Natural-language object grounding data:

○ ○ ○ ○ ○

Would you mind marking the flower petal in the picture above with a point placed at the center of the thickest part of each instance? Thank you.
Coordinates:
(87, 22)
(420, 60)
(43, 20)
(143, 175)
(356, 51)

○ ○ ○ ○ ○

**Goal of the exercise**
All records shown above are to be repeated exactly.

**Task answer**
Would you mind marking the flower petal in the picture above with a point placed at the center of the thickest part of each instance? Thank you.
Coordinates:
(87, 22)
(420, 60)
(43, 20)
(143, 175)
(356, 51)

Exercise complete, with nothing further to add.